Source data

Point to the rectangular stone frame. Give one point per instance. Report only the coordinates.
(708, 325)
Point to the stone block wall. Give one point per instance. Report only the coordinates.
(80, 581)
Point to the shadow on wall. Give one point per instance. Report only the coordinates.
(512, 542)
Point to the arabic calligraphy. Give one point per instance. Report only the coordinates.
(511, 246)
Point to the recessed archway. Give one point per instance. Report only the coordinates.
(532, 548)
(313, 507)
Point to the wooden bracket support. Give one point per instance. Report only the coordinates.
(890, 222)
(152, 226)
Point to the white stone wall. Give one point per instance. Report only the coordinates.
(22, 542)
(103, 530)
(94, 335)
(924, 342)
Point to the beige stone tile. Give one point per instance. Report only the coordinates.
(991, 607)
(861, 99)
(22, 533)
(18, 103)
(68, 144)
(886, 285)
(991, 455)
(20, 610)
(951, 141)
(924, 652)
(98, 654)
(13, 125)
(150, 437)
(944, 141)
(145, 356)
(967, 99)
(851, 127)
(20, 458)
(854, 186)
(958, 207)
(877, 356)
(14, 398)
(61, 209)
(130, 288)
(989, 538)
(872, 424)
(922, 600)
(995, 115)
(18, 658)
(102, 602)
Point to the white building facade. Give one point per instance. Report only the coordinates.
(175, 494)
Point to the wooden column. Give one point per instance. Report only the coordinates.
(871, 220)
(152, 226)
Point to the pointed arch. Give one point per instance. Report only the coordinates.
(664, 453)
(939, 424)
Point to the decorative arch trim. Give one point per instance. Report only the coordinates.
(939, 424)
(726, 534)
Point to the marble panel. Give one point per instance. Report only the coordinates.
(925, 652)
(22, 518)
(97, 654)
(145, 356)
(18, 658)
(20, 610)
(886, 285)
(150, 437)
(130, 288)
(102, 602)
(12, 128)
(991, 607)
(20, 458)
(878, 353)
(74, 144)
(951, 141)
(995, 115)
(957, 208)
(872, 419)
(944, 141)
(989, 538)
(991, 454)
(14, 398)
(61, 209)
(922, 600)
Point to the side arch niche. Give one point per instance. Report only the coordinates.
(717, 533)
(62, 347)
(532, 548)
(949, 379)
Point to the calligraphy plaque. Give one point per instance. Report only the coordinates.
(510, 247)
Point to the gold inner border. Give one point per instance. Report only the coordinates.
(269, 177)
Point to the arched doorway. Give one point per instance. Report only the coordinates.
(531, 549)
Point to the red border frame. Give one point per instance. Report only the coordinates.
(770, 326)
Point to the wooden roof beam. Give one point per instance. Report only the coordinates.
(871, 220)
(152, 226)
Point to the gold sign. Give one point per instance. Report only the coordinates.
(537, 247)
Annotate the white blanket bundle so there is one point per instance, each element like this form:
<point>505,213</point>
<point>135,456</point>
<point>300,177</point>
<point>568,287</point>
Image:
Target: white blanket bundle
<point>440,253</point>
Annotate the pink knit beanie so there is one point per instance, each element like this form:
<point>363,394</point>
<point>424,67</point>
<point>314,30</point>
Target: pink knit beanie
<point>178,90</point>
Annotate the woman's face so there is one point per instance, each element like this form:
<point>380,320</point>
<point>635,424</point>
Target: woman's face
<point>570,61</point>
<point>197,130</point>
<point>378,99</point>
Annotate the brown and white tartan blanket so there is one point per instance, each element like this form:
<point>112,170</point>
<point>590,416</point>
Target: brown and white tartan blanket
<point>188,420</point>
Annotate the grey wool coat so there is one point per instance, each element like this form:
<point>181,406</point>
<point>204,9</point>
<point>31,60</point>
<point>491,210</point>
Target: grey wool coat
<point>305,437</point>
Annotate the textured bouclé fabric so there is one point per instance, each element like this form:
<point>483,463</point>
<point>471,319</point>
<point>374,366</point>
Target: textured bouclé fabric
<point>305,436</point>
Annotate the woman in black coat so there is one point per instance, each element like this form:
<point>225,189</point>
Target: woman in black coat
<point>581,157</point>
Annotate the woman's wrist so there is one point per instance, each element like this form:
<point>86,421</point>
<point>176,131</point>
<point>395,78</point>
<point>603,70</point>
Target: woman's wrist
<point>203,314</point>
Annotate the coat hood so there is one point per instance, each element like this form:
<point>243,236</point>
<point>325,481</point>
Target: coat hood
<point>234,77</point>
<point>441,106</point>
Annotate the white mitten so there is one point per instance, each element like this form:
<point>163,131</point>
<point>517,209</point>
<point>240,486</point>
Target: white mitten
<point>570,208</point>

- [To do]:
All lines of the data are to be repeated exactly as they stand.

- [Solved problem]:
Point to the rectangular stone frame. Give one point per instance. Report only the coordinates.
(708, 325)
Point to the stone block wall. Give one point per instance. Report only the coordinates.
(80, 581)
Point to the shadow on wall. Give one point per instance. Report only the coordinates.
(512, 542)
Point to the arabic calligraphy. Give one point per instance. Report only the coordinates.
(511, 246)
Point to the recessed archway. Give one point per instance. Report only the coordinates.
(532, 548)
(313, 507)
Point to the wooden bracket support. Give one point per instance. Report only the coordinates.
(890, 222)
(152, 226)
Point to the white stone wall. Give one point per instance. Report only the coordinates.
(22, 542)
(103, 530)
(94, 335)
(924, 342)
Point to the beige stone tile. Give one point per instance. Report only the coordinates.
(991, 607)
(861, 99)
(22, 533)
(18, 103)
(68, 144)
(886, 285)
(991, 455)
(20, 610)
(951, 141)
(924, 652)
(98, 654)
(13, 125)
(150, 437)
(944, 141)
(145, 356)
(967, 99)
(851, 127)
(20, 458)
(854, 186)
(958, 207)
(877, 356)
(14, 398)
(61, 209)
(130, 288)
(989, 538)
(872, 424)
(922, 600)
(995, 115)
(18, 658)
(102, 602)
Point to the white building facade. Give one point per instance. Report only the coordinates.
(175, 494)
Point to the wooden column. Give one point per instance. Report only the coordinates.
(871, 220)
(152, 226)
Point to the pointed arch. Give one point per instance. Report only the coordinates.
(664, 453)
(939, 424)
Point to the decorative arch trim. Give one point per instance. Report only the coordinates.
(939, 424)
(726, 534)
Point to the marble panel. Give one point per instance. Report only the coordinates.
(925, 652)
(22, 518)
(97, 654)
(145, 356)
(18, 658)
(20, 610)
(886, 285)
(150, 437)
(130, 288)
(102, 602)
(12, 128)
(991, 607)
(20, 458)
(878, 353)
(74, 144)
(951, 141)
(995, 115)
(957, 208)
(872, 419)
(944, 141)
(989, 538)
(991, 454)
(14, 398)
(61, 209)
(922, 600)
Point to the side arch niche. Give one point per instance. Report only the coordinates.
(717, 533)
(62, 347)
(532, 548)
(949, 379)
Point to the calligraphy plaque. Give one point per instance. Report only the coordinates.
(510, 247)
Point to the gold inner border. Give one point per instance. Report only the coordinates.
(269, 177)
Point to the arched doorway. Give one point per instance. Report only the coordinates.
(531, 549)
Point to the red border frame. Give one point per instance. Report only the coordinates.
(770, 326)
Point to the wooden roof beam. Give one point per instance. Report only the coordinates.
(871, 220)
(152, 226)
Point to the gold sign. Give one point per instance. Report only the coordinates.
(537, 247)
Annotate the white blanket bundle so there is one point per instance, each element like this form:
<point>505,213</point>
<point>135,456</point>
<point>300,177</point>
<point>568,287</point>
Image:
Target: white blanket bundle
<point>440,253</point>
Annotate the pink knit beanie so there is one point per instance, each element like this form:
<point>363,394</point>
<point>424,67</point>
<point>314,30</point>
Target: pink knit beanie
<point>178,90</point>
Annotate the woman's face so there is one point per instance, each element like this form:
<point>380,320</point>
<point>635,424</point>
Target: woman's face
<point>570,61</point>
<point>197,130</point>
<point>378,99</point>
Annotate the brown and white tartan blanket so there is one point per instance, each element like this form:
<point>112,170</point>
<point>590,416</point>
Target: brown and white tartan blanket
<point>188,420</point>
Annotate the grey wool coat so there is one point per instance, each element like this form:
<point>181,406</point>
<point>204,9</point>
<point>31,60</point>
<point>491,210</point>
Target: grey wool coat
<point>305,437</point>
Annotate the textured bouclé fabric so there is one point per instance, each element like this form:
<point>483,463</point>
<point>471,319</point>
<point>374,366</point>
Target: textured bouclé fabric
<point>305,436</point>
Annotate the woman in black coat so there is one point per instance, each element like this form:
<point>225,189</point>
Target: woman in black coat
<point>581,157</point>
Annotate the woman's wrist so there is one point per instance, each element like this form:
<point>86,421</point>
<point>176,131</point>
<point>395,78</point>
<point>603,70</point>
Target: woman's wrist
<point>203,314</point>
Annotate the coat hood so there is one point per instance, each element like this form:
<point>243,236</point>
<point>325,481</point>
Target: coat hood
<point>234,77</point>
<point>441,106</point>
Annotate the white mitten so there is one point per instance, each element like this form:
<point>163,131</point>
<point>517,209</point>
<point>240,486</point>
Target: white mitten
<point>570,208</point>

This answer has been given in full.